> [What to produce]:
The records that follow are to be repeated without alteration.

[Stored items from a collection]
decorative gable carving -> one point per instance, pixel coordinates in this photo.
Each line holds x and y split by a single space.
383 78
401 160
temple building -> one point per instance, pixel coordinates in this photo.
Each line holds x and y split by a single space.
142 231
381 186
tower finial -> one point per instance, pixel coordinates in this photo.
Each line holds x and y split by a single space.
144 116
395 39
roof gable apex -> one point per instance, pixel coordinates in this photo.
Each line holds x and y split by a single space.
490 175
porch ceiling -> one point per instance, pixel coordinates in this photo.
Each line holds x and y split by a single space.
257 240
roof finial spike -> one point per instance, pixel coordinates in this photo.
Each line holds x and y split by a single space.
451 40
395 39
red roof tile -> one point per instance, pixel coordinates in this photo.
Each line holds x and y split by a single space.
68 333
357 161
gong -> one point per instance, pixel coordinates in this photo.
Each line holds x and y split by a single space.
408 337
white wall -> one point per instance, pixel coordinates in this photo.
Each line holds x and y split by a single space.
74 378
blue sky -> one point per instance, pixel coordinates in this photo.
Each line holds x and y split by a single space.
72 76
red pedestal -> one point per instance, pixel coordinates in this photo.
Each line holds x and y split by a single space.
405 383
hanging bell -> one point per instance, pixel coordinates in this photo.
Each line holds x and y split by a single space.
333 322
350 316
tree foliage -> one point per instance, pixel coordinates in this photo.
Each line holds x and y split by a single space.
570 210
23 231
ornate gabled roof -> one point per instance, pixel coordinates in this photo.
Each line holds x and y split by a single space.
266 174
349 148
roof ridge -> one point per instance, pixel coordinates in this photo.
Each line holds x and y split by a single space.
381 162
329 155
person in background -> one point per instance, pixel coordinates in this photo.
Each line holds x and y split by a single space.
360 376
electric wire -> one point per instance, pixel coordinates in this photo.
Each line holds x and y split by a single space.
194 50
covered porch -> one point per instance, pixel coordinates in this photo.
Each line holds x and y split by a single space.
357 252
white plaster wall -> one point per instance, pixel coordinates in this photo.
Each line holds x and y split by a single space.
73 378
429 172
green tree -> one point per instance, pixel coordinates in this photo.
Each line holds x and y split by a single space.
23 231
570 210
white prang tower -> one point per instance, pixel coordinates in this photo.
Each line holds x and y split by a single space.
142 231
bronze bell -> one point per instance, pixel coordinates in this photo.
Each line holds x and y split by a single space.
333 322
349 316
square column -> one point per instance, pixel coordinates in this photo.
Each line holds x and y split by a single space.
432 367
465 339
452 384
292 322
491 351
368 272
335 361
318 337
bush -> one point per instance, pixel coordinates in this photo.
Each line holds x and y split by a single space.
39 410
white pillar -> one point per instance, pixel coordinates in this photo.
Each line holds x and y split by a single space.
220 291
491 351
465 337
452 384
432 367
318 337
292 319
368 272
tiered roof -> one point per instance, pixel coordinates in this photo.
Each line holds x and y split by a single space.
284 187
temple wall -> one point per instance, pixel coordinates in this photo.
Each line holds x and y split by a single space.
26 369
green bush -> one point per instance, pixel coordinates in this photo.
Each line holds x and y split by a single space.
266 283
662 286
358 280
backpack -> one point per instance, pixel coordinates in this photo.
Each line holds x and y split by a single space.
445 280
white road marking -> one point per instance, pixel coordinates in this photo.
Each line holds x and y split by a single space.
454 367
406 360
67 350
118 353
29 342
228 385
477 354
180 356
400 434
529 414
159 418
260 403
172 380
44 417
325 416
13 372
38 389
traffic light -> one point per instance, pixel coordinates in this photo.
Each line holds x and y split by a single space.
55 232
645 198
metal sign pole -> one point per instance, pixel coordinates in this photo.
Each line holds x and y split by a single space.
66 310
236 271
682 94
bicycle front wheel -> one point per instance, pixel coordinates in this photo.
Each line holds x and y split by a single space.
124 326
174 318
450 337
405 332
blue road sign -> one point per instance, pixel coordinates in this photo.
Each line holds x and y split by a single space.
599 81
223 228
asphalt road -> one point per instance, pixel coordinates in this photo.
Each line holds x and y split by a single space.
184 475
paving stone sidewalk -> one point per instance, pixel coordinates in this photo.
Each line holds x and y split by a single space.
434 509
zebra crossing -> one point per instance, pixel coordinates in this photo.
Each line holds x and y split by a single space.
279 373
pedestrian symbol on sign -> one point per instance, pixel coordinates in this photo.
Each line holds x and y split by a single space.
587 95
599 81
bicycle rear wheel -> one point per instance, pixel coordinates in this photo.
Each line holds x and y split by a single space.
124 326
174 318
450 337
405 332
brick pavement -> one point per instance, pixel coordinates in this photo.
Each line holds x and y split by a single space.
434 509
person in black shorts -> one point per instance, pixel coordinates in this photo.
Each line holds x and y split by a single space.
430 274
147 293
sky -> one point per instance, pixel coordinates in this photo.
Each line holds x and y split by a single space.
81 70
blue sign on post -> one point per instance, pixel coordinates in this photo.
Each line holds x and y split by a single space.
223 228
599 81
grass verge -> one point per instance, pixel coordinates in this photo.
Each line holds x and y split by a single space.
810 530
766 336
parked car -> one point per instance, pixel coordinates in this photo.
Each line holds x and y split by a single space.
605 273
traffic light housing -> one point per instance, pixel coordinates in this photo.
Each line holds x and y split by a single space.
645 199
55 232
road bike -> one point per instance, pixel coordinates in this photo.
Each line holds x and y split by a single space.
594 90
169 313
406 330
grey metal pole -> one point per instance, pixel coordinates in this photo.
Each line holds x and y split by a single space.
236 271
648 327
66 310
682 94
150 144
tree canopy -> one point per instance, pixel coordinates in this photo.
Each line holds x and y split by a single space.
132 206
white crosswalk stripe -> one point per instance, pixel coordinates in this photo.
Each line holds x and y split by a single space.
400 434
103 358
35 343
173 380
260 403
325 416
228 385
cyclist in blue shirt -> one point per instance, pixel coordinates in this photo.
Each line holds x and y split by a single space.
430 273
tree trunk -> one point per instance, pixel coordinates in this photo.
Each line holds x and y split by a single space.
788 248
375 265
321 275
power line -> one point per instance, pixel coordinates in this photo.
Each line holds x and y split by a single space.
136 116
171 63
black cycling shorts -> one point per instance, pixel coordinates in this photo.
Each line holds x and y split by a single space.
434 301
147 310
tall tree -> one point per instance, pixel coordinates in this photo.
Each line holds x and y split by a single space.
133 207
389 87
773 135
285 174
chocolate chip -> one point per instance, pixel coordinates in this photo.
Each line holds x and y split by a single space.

> [Final result]:
decorative gable carving -> one point per instance, pixel coordinates in this photo.
Each line holds x and y split by a single space.
383 78
401 160
temple building -> one point per instance, pixel coordinates in this photo.
Each line holds x and y split by a single space.
142 231
381 186
tower finial -> one point per instance, pixel coordinates in this photo.
Each line holds x and y split by a single space.
144 116
395 39
roof gable apex -> one point per instance, pixel coordinates in this photo.
Each line holds x and y split by a single space.
490 175
porch ceiling -> one point per instance, pixel coordinates in this photo.
Each line holds x and y split by a single space.
257 240
roof finial spike -> one point per instance, pixel coordinates in this photo.
Each line holds x and y split by a single space.
451 40
395 39
red roof tile -> one point per instance, pixel coordinates in this photo.
Each line holds x and y split by a single space.
68 333
357 161
gong -> one point per instance, pixel coordinates in this photo.
Each line holds x and y split by a single space.
408 337
white wall -> one point per instance, pixel coordinates in this photo.
Each line holds x and y split by a single space.
74 378
blue sky -> one point per instance, pixel coordinates in this photo.
Each line holds x and y split by a single space.
72 76
red pedestal -> one point per instance, pixel coordinates in this photo.
Each line holds x and y split by a single space.
405 383
hanging bell -> one point per instance, pixel coordinates in this photo.
Each line holds x and y split by a single space.
333 322
350 316
tree foliage -> one point per instance, pixel coordinates in this photo.
Each line holds x and y split by a single space.
570 210
23 231
ornate gabled roof -> one point per instance, pixel coordinates in this photo.
Each line holds x and y split by a single space.
266 174
349 148
roof ridge -> one point per instance, pixel coordinates in this photo.
Each line holds x and y split by a single space.
381 162
329 155
person in background -> one point per instance, pixel coordinates in this photo.
Each line holds x and y split by a single space.
360 376
electric wire -> one point per instance, pixel coordinates in this photo.
Each line holds x and y split by a single space.
194 50
covered porch -> one point per instance, pixel coordinates in this photo.
Each line holds x and y split by a single space.
357 252
white plaster wall -> one point per instance, pixel coordinates in this photo.
Each line holds x and y split by a single space.
73 378
429 172
green tree -> one point per instance, pixel coordinates in this photo.
Each line holds x and y split by a single space.
23 231
570 210
white prang tower -> one point per instance, pixel coordinates in this photo.
Each line holds x and y split by a single space.
142 231
bronze bell -> one point per instance, pixel coordinates in this photo.
Each line holds x and y split by a single space.
333 322
349 316
square column -> one point per instance, pixel coordinates in this photo.
Each line holds x and y split by a single space.
432 367
465 339
452 384
292 322
491 351
368 272
335 361
318 337
bush -> one point per instance, pixel coordinates in this photo.
Each line holds x and y split by a single space.
39 410
white pillar -> one point per instance, pixel coordinates in this photo.
Each line holds x and y split by a single space.
220 291
491 351
465 337
452 384
432 367
318 337
292 319
368 272
tiered roof -> one point per instance, pixel coordinates in this photo.
Each line holds x and y split by a single space.
284 187
temple wall -> one point per instance, pixel coordinates in this photo.
Each line holds x and y split by a single space.
26 369
green bush -> one point per instance, pixel coordinates in this photo.
Each line holds x and y split by a single space.
266 283
662 286
358 280
backpack -> one point per instance, pixel coordinates in this photo.
Each line holds x and y split by a single space.
445 280
white road marking -> one point per instance, pixel coordinates in this photo.
Each line holds x and y split by a single space.
454 367
406 360
67 350
118 353
29 342
228 385
477 354
180 356
400 434
529 414
159 418
260 403
172 380
44 417
325 416
13 372
38 389
traffic light -> one point per instance, pixel coordinates in this photo.
Each line holds x and y split by a single space.
55 232
645 198
metal sign pole -> one point per instance, pixel coordinates in this photo.
Each line holds x and y split by a single space.
66 310
236 271
682 94
bicycle front wheel -> one point per instance, pixel coordinates in this photo.
Each line holds x and y split by a single space.
124 326
174 318
450 337
405 332
blue road sign -> one point per instance, pixel coordinates in this photo.
Each line holds x and y split by a single space.
599 81
223 228
asphalt road -> one point per instance, pixel coordinates in this photo.
Each line holds x and y split by a single space.
184 475
paving stone sidewalk -> one point per instance, pixel coordinates in this photo.
Each line holds x and y split by a single space.
434 509
zebra crossing -> one point per instance, pixel coordinates in this photo.
Each line holds x and y split by a single space.
279 373
pedestrian symbol on sign -> one point per instance, pixel coordinates in this photo.
Each line holds x and y split by a single space.
587 95
599 81
bicycle rear wheel -> one point per instance, pixel coordinates in this photo.
Each line holds x and y split by a single space.
124 326
174 318
450 337
405 332
brick pavement -> one point per instance, pixel coordinates in this photo.
Each line holds x and y split by a single space.
434 509
person in black shorts -> one point per instance, pixel coordinates in this photo.
Each line holds x and y split by a single space.
430 274
147 293
sky -> one point per instance, pixel coordinates in this photo.
Each line holds x and y split by a single space.
81 70
blue sign on post -> one point per instance, pixel coordinates in this photo.
Each line holds x and y split by a single space.
223 228
599 81
grass verge -> one point per instance, pixel coordinates in this photo.
Each line holds x and y split by a single space.
810 530
766 336
parked car -> one point per instance, pixel coordinates in this photo.
Each line holds x and y split by a single space.
605 273
traffic light housing -> one point per instance, pixel coordinates in this photo.
Each line holds x and y split by a single space.
645 199
55 232
road bike -> one point per instance, pixel coordinates in this photo.
Each line holds x and y split by a single space.
594 90
169 313
406 330
grey metal pole -> one point per instance, pixel coordinates in this photo.
Each line holds x and y split by a single space.
236 271
648 327
66 310
682 94
150 144
tree canopy -> one point per instance, pixel coordinates in this photo.
Each line holds x and y split by a single space.
132 206
white crosswalk stripe -> one point per instance, pixel coordinates in this photo.
Each line holds x and y split by a single space.
400 434
103 358
35 343
173 380
260 403
325 416
228 385
cyclist in blue shirt -> one point per instance, pixel coordinates in this photo.
Each line holds x and y split by a single space.
430 273
tree trunk -> one point per instance, pixel coordinates in this photo.
Each line holds x and y split by a single space.
788 248
375 265
321 275
power line -> one point per instance, pixel coordinates in this photo.
Each line holds x and y split by a single space.
136 116
171 63
black cycling shorts -> one point per instance, pixel coordinates in this photo.
Each line holds x and y split by a single space.
434 301
147 310
tall tree -> one point per instance, pixel coordinates in this photo.
Each line holds x and y split by a single space.
133 207
389 87
773 135
285 174
chocolate chip -> one point per instance, pixel coordinates in this photo.
Each line holds x and y split by a single space.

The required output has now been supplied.